### Instructions to follow
Your task is to repeat the entries word for word while leaving out the pictures.
=== Section Start ===
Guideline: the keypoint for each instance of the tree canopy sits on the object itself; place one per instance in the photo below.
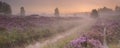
(5, 8)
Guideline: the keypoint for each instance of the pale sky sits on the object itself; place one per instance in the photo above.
(65, 6)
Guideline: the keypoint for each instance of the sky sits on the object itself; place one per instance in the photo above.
(65, 6)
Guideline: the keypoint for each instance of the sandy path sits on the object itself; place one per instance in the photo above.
(86, 22)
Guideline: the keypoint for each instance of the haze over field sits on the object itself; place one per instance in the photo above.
(65, 6)
(59, 23)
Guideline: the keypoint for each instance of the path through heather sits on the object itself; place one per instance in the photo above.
(85, 22)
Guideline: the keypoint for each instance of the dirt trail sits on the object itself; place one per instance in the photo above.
(86, 22)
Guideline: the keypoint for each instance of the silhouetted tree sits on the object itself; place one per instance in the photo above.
(117, 9)
(56, 12)
(94, 13)
(22, 11)
(5, 8)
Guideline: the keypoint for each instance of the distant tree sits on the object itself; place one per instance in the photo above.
(22, 11)
(57, 12)
(94, 13)
(117, 9)
(5, 8)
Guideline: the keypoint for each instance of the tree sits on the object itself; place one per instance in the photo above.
(22, 11)
(5, 8)
(94, 13)
(117, 9)
(56, 12)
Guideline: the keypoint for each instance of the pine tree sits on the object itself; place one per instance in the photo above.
(22, 11)
(5, 8)
(56, 12)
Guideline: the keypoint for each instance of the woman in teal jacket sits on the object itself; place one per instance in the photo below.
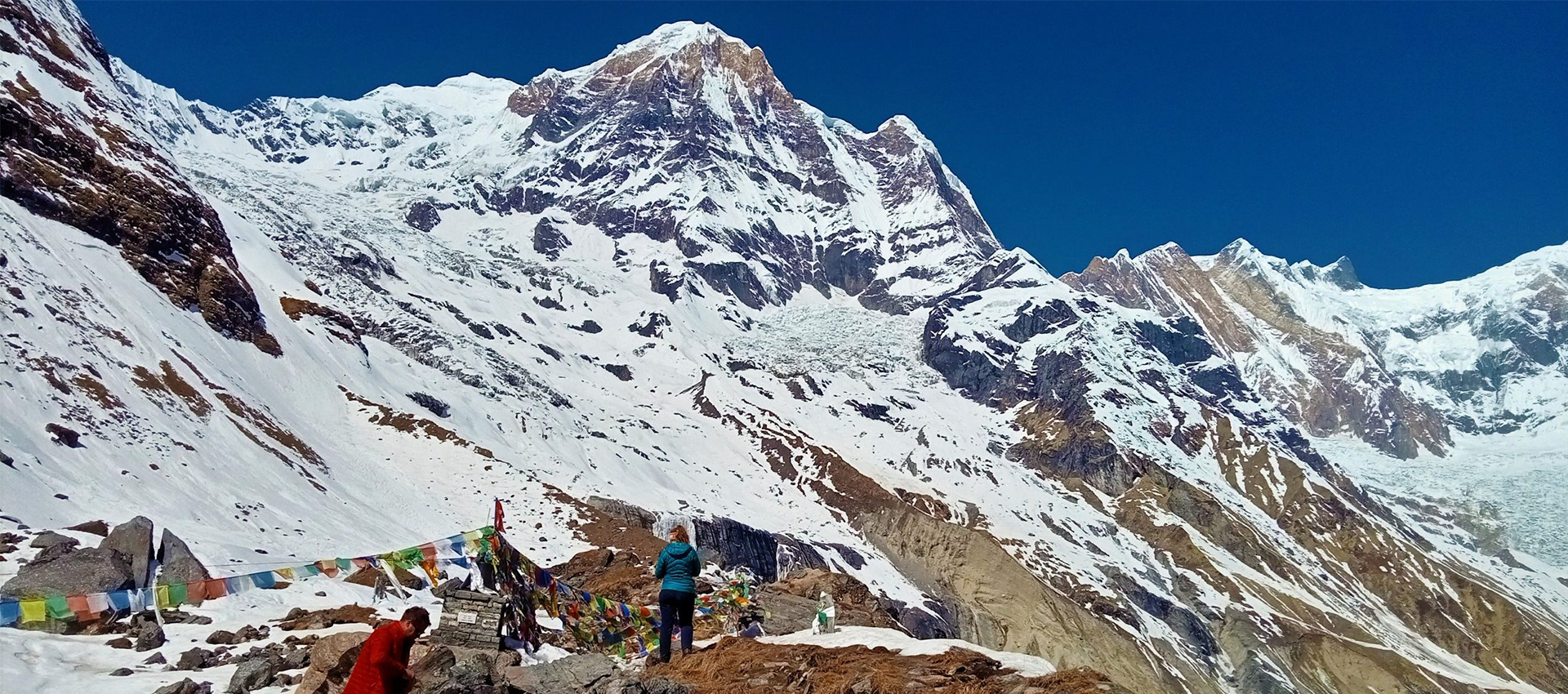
(678, 566)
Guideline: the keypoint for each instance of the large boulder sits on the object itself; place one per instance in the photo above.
(51, 540)
(176, 561)
(132, 541)
(76, 574)
(185, 687)
(255, 674)
(91, 527)
(568, 675)
(332, 660)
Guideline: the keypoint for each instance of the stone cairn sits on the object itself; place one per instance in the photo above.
(470, 619)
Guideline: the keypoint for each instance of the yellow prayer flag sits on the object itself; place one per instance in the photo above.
(32, 612)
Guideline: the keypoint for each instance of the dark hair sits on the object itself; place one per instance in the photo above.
(417, 616)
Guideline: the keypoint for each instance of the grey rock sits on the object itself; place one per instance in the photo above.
(296, 658)
(51, 540)
(91, 527)
(185, 687)
(132, 541)
(52, 552)
(255, 674)
(568, 675)
(332, 660)
(195, 660)
(76, 574)
(177, 564)
(148, 634)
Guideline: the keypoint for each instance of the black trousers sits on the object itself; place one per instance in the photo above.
(675, 605)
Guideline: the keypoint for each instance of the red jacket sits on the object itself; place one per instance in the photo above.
(383, 663)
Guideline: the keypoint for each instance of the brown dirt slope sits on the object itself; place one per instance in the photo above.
(756, 668)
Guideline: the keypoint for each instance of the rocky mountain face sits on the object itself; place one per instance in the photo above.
(1404, 370)
(662, 282)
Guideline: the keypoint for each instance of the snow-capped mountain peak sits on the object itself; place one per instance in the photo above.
(661, 282)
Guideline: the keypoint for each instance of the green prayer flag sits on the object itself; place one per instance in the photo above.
(57, 607)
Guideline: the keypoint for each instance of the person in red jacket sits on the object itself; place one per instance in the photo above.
(383, 661)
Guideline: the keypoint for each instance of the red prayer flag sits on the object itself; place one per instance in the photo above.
(78, 603)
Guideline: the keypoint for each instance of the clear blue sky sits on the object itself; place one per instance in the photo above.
(1424, 140)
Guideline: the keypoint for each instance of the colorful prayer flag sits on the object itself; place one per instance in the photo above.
(57, 607)
(78, 607)
(33, 612)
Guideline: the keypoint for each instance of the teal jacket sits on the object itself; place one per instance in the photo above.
(678, 566)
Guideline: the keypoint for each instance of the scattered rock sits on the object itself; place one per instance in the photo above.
(296, 658)
(431, 403)
(433, 671)
(332, 660)
(54, 552)
(195, 660)
(311, 619)
(185, 687)
(146, 632)
(177, 561)
(255, 674)
(567, 675)
(65, 436)
(253, 634)
(91, 527)
(49, 538)
(78, 572)
(132, 541)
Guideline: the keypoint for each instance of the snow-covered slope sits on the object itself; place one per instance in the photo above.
(662, 279)
(1467, 371)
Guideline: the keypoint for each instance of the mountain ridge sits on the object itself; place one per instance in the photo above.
(608, 298)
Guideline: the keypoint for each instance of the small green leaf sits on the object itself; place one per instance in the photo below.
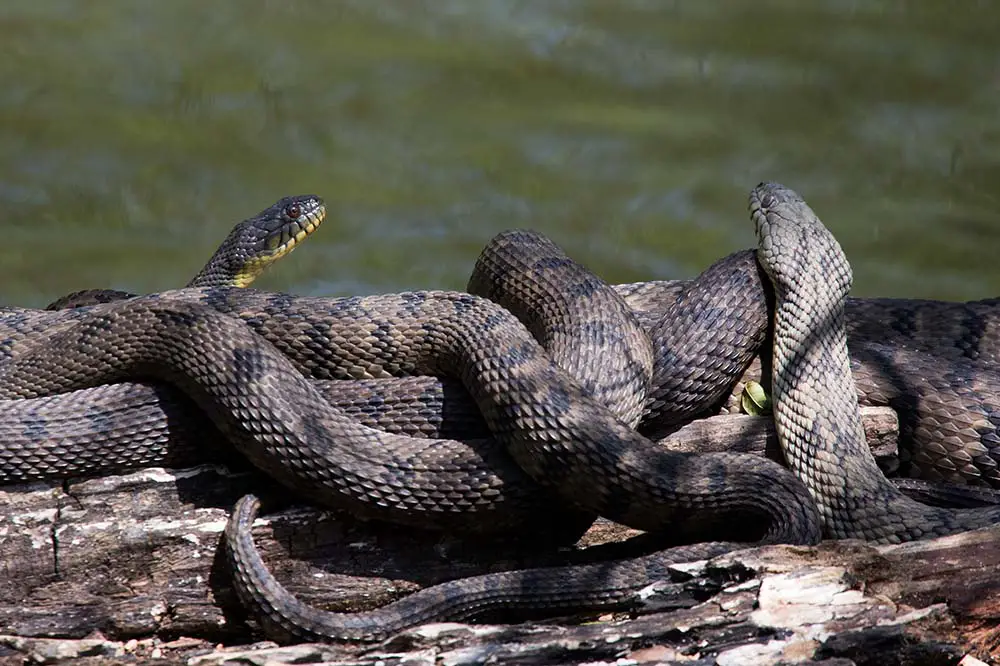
(755, 400)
=== Section End ===
### Exercise solution
Guideline: the keypoint for each instance of the tree canopy sits on the object itself; place one per instance in the photo below.
(5, 8)
Guideline: the keypoint for each instance of the pale sky sits on the object itself; place one per instance in the photo above.
(65, 6)
Guideline: the keypoint for each instance of the sky sits on the object itself; place one per instance in the photo above.
(65, 6)
Guideline: the keypoint for each instance of the sandy path sits on the object itself; place one per instance in the photo above.
(86, 22)
Guideline: the keypoint for each instance of the haze over field sits on the object itself; place one per instance in the photo above.
(65, 6)
(59, 23)
Guideline: the keypoint for each instance of the path through heather sits on the object itself; place one per instance in the photo above.
(85, 22)
Guideline: the keypoint for each instance of the dirt trail sits on the object itself; place one per instance in the photo above.
(86, 22)
Guideline: the keypoint for each instance of the silhouetted tree sits on the object itself; place one per instance in the photo above.
(117, 9)
(56, 12)
(94, 13)
(22, 11)
(5, 8)
Guideline: the keypoint for each instance of the distant tree sits on the object itself; place one per instance in the photo above.
(22, 11)
(57, 12)
(94, 13)
(117, 9)
(5, 8)
Guideline: the keypoint for each instance of the tree sits on the object itself; place one per instance in the photo above.
(22, 11)
(5, 8)
(94, 13)
(117, 9)
(56, 12)
Guideline: the keypoint for each instance of the pine tree sits on the object itself; place one per instance in the photo above.
(22, 11)
(5, 8)
(56, 12)
Guideline: the keypoint for each instance of the woman in teal jacket sits on the object itself; place one per instance in the photo below.
(678, 566)
Guideline: the keypoint for each instance of the large boulder sits on the object itself; place one per instance in the photo above.
(51, 540)
(176, 561)
(132, 541)
(76, 574)
(185, 687)
(255, 674)
(91, 527)
(568, 675)
(332, 660)
Guideline: the keypoint for each instance of the stone cairn sits on the object itself; place one per instance in the photo above.
(470, 619)
Guideline: the keypoint for each instance of the yellow prayer flag sits on the object itself; place one per instance in the photo above.
(32, 612)
Guideline: the keypoint for each instance of the dark hair sits on the object itself; place one per instance in the photo above.
(417, 616)
Guideline: the keypoint for each instance of the grey rock sits on the object itself; place one per instance in the photo above.
(296, 658)
(51, 540)
(91, 527)
(185, 687)
(132, 541)
(52, 552)
(255, 674)
(568, 675)
(332, 660)
(195, 660)
(76, 574)
(177, 564)
(148, 634)
Guideline: the keypoint for each instance of the black trousers sits on the object itself; place one per instance in the photo above.
(675, 605)
Guideline: the keypoint for each instance of the red jacket sits on the object itself; place one per instance in the photo above.
(383, 663)
Guideline: the keypoint for each instance of the brown dirt slope sits on the object itself; place one per instance in the photo above.
(756, 668)
Guideline: the keypoint for each instance of the rocky mountain face sits on the object itself; place one per instance in the photo above.
(1404, 370)
(662, 282)
Guideline: the keypoint for each instance of the snow-capped mountain peak sits on the object itself; place one per instance in the photo above.
(661, 282)
Guideline: the keypoint for each instance of the green prayer flag sits on the object itself; place one per instance in the photo above.
(57, 607)
Guideline: the keypoint for each instance of the person in red jacket sits on the object itself; place one per instance in the photo above.
(383, 661)
Guideline: the keypoint for each instance of the red prayer flag sits on the object itself; place one per instance in the photo above.
(78, 603)
Guideline: the keypoint for each instance of the clear blue sky sits on the object itself; place one per instance in the photo above.
(1424, 140)
Guideline: the keypoint for each instance of the colorful prayer flag sits on the object itself; place one per instance in the photo above.
(57, 607)
(78, 607)
(33, 612)
Guideline: the keypoint for each instance of the teal jacket sits on the object itself; place one per instance in the photo above.
(678, 566)
Guideline: the keypoint for each instance of the scattered rock sits on the object itself; place one per instance in the photo above.
(296, 658)
(431, 403)
(433, 671)
(332, 660)
(54, 552)
(195, 660)
(311, 619)
(185, 687)
(146, 632)
(177, 561)
(255, 674)
(567, 675)
(65, 436)
(253, 634)
(91, 527)
(49, 538)
(78, 572)
(132, 541)
Guideline: the keypoint for each instance of the snow-covered slope sits on the object itself; place one per instance in the photo above.
(662, 279)
(1467, 371)
Guideline: the keypoint for each instance of the mountain ridge sits on the object itself; place one per instance in the photo above.
(608, 298)
Guideline: the keypoint for each instance of the small green leaf sits on the object itself; place one per instance in the photo below.
(755, 400)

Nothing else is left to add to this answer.